WHAT IS NEEDED: Copy the following lines verbatim, covering every item.

[Object pointing data rows]
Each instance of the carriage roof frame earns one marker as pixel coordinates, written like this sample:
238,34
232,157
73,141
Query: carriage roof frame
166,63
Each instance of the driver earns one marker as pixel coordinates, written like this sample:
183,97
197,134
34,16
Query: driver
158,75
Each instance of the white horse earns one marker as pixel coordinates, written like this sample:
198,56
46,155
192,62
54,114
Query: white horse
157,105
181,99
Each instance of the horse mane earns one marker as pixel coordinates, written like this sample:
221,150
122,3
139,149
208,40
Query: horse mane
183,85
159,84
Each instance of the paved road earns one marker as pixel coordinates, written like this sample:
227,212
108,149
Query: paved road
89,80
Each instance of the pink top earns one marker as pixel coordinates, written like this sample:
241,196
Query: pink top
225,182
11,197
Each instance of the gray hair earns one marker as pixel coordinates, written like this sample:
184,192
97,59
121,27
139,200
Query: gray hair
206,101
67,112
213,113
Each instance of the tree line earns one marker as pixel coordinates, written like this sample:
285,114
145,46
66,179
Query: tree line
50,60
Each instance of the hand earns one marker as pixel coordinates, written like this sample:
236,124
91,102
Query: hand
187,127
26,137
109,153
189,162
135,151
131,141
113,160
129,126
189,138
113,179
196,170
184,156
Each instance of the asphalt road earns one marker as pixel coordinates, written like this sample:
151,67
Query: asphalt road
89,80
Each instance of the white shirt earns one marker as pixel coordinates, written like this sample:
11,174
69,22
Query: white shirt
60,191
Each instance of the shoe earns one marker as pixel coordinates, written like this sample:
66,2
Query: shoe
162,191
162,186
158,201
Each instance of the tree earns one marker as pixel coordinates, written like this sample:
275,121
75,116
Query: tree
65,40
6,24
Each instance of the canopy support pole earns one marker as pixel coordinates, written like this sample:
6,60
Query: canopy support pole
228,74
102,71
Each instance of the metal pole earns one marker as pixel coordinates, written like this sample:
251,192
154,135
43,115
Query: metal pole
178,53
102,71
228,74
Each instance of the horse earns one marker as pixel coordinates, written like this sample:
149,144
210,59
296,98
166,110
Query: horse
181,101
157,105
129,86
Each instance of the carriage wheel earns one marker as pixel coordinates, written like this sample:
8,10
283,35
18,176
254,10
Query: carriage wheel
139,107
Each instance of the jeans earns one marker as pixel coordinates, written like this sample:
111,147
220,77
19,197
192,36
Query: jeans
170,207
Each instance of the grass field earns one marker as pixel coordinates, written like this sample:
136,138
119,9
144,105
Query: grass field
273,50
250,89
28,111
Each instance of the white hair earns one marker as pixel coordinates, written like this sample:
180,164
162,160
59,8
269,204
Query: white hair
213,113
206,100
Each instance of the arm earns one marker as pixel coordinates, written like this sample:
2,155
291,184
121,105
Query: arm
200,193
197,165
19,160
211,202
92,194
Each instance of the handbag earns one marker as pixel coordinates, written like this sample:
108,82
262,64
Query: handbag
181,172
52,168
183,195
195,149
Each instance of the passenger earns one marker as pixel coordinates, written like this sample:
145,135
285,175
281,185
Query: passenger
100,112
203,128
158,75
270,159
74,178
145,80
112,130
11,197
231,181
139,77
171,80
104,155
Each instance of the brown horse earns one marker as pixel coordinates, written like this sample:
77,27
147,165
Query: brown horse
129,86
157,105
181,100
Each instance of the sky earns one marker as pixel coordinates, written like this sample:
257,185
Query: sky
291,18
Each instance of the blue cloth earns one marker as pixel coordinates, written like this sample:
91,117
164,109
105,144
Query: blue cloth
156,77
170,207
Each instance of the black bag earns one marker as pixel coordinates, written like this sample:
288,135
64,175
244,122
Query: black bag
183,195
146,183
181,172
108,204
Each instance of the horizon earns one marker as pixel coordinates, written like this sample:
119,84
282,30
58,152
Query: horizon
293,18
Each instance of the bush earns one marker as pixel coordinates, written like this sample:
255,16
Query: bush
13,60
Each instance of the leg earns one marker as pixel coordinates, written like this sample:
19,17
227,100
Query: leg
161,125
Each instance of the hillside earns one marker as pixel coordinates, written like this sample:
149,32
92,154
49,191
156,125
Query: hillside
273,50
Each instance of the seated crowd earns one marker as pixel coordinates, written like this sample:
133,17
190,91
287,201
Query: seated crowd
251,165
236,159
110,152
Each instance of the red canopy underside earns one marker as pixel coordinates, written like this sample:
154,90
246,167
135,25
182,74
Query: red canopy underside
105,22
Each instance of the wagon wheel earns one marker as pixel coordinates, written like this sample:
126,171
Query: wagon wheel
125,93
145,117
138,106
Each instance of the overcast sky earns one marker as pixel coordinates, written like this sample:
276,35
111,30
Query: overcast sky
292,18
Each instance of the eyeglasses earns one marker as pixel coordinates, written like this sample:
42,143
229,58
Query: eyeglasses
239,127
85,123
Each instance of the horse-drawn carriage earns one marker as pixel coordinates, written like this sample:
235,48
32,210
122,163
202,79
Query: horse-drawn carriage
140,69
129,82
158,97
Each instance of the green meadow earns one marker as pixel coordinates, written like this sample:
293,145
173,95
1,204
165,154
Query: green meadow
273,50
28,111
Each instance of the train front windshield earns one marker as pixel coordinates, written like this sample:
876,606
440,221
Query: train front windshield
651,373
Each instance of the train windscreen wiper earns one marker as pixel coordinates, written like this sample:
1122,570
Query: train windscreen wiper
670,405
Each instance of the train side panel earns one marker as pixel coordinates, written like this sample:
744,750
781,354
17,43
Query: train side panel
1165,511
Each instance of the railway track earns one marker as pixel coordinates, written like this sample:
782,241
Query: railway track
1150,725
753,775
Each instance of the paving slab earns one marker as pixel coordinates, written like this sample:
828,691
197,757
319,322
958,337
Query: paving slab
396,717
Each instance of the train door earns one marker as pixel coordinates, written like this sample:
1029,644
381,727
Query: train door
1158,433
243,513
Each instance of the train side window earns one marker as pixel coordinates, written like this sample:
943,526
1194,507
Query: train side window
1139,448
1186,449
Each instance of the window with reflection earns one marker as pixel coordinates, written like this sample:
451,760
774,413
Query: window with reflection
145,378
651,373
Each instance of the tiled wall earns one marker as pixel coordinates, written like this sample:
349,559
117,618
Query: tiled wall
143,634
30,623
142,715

WRITTEN ANSWER:
Each instance of the carriage roof frame earns one marker as pixel coordinates, written like this sample:
238,34
232,157
73,141
Query: carriage roof frame
166,63
Each instance of the driver earns one marker as pixel coordinates, written like this sample:
183,97
197,134
34,16
Query: driver
158,75
Each instance of the white horse earns one marker as pixel coordinates, written like this sample:
198,56
46,155
192,62
54,114
Query: white horse
157,105
181,99
Each instance of the horse mane earns one marker as pixel coordinates, written like this sample:
221,150
122,3
139,149
208,40
Query: horse mane
183,85
159,84
Each instance of the paved road earns one marker as pixel coordinates, written like this sample:
227,212
108,149
Query: paved road
89,80
Each instance of the pink top earns one marker as pixel coordinates, written like this sample:
241,196
Query: pink top
225,182
11,197
Each instance of the gray hair earns one marker as pixel coordinates, written like this sample:
184,192
97,59
121,27
139,200
Query: gray hair
206,101
67,112
213,113
Each instance of the tree line earns one marker as pixel coordinates, written like this sample:
285,114
145,46
66,179
Query: tree line
50,60
Each instance of the hand earns one marker as pixel coordinates, written like this sample:
236,124
91,102
Query: hand
187,127
26,137
109,153
189,162
135,151
131,141
113,160
129,126
189,138
113,179
196,170
184,156
Each instance of the asphalt road earns one marker as pixel coordinates, written like this sample:
151,67
Query: asphalt road
89,80
Each instance of the white shirt earns one marker as pixel coordinates, written like this sample:
11,174
69,22
Query: white shirt
60,191
Each instance of the shoe earns one marker as pixel coordinates, written like this sample:
66,2
Query: shoe
162,191
162,186
158,201
Each instance of the tree earns one marker as pixel coordinates, written like this sample:
275,121
75,116
Query: tree
65,40
6,24
Each instance of the canopy support pole earns one marker as pixel coordinates, written like this sample:
6,60
Query: canopy support pole
228,74
102,71
Each instance of the metal pole earns one marker as pixel coordinates, written like this sample:
251,192
154,135
43,115
Query: metal pole
178,53
102,71
228,74
Each instance of the horse earns one marker as pixel coordinates, written like this sample:
149,144
210,59
296,98
166,110
Query: horse
181,101
157,105
129,86
Each instance of the carriage wheel earns one marker as pixel coordinates, written like this sample:
8,10
283,35
18,176
254,10
Query: carriage wheel
139,107
Each instance of the jeans earns one marker as pixel coordinates, written like this sample:
111,147
220,77
19,197
192,36
Query: jeans
170,207
Each instance of the grass field earns one marker as pixel coordinates, written like this sample:
136,138
119,9
144,105
Query: grass field
273,50
250,89
28,111
Each instance of the white hair earns one marker as pixel coordinates, written like this sample:
180,164
162,160
59,8
269,204
Query: white hair
213,113
206,100
Each instance of the arm earns one marker as pixel coordinates, written like this sample:
2,155
291,184
121,105
Query: arm
200,193
197,165
19,160
211,202
92,194
Each instance of the handbag earns one marker as pixel coordinates, written like this sample:
108,82
262,64
Query: handbag
181,172
52,168
183,195
195,149
Each instance of the passenger earns one marker as pixel coordinates, written like this sample:
145,135
285,175
281,185
Query: passenger
100,112
203,128
158,75
270,159
74,178
145,80
112,130
11,197
231,181
139,77
171,80
104,155
Each instance of the brown horse earns one marker as pixel coordinates, written like this sample:
77,27
147,165
Query: brown horse
129,86
157,105
181,100
Each instance of the sky earns one marker as pixel coordinates, written like this sample:
257,185
Query: sky
291,18
Each instance of the blue cloth earns one marker as pixel coordinates, written like this sample:
91,117
164,109
105,144
Query: blue cloth
156,77
170,207
Each instance of the black bag earns one marker as pixel coordinates, written like this sample:
288,135
64,175
244,122
Query: black bag
183,195
146,183
181,172
108,204
Each instance of the horizon earns one marker as pixel coordinates, written like this sample:
119,84
282,30
58,152
Query: horizon
293,18
Each instance of the bush earns one marker as pixel coordinates, written like this sample:
255,16
Query: bush
13,60
Each instance of the leg earns one marker as pixel coordinates, written like this sample:
19,17
227,100
Query: leg
161,125
Each instance of the hillside earns one marker as pixel coordinates, written like this sample:
149,32
92,154
49,191
156,125
Query: hillside
273,50
Each instance of the seated crowd earns one marker as pixel coordinates, written like this sample:
133,17
190,91
287,201
Query: seated crowd
251,165
236,159
110,152
Each instance of the red canopy underside earns one marker as pixel coordinates, written like this sample:
154,90
246,167
135,25
182,74
Query: red canopy underside
105,22
Each instance of the wagon wheel earns one marker as pixel coordinates, written like this sample:
126,171
Query: wagon wheel
125,93
145,117
138,106
Each instance of the overcast sky earns one marker as pixel coordinates, written like this sample:
276,35
111,30
Query: overcast sky
292,18
Each instance of the eyeglasses earns one marker as pixel coordinates, written like this sample:
42,143
229,58
Query: eyeglasses
239,127
85,123
Each instance of the horse-drawn carriage earns one marker as pixel coordinates, written like this sample:
235,48
32,210
122,163
202,79
Query: horse-drawn carriage
140,69
129,82
158,97
Each instance of the green meadow earns one marker as pixel coordinates, written like this sample:
293,145
173,95
1,204
165,154
Query: green meadow
273,50
28,111
Each instance of the train front windshield earns one marker as pixel coordinates, written like this sample:
876,606
440,221
Query: train front windshield
651,373
Each instance of the train windscreen wiper earns one marker as pixel coordinates, written like this sample:
1122,570
Query: train windscreen wiper
670,405
Each instance of the train side panel earns one marker as pixel coordinates, written like this sample:
744,750
781,354
17,43
Query: train side panel
1165,511
Each instance of the railway track earns one marker as pixel coordinates, written like this sample:
782,241
Query: railway track
1150,725
753,775
Each instance of the paving slab earns one marker as pixel coordinates, written like this sample:
828,691
197,757
319,322
958,337
Query: paving slab
396,717
Each instance of the train door earns one marker as pixel coordinates, written like this sample:
1029,644
381,727
Query: train door
1158,433
243,513
Each instance of the train side window earns one marker as pixel coordinates, written like this sample:
943,526
1194,507
Query: train side window
1139,448
1186,449
Each instance of the window with reflection earns one marker as pixel coordinates, written like this sample:
451,760
774,413
Query: window with reflection
145,378
651,373
Each instance of the tiled wall earns one marker as pixel coordinates, written like this sample:
349,559
117,618
Query: tiled wall
143,634
30,623
142,715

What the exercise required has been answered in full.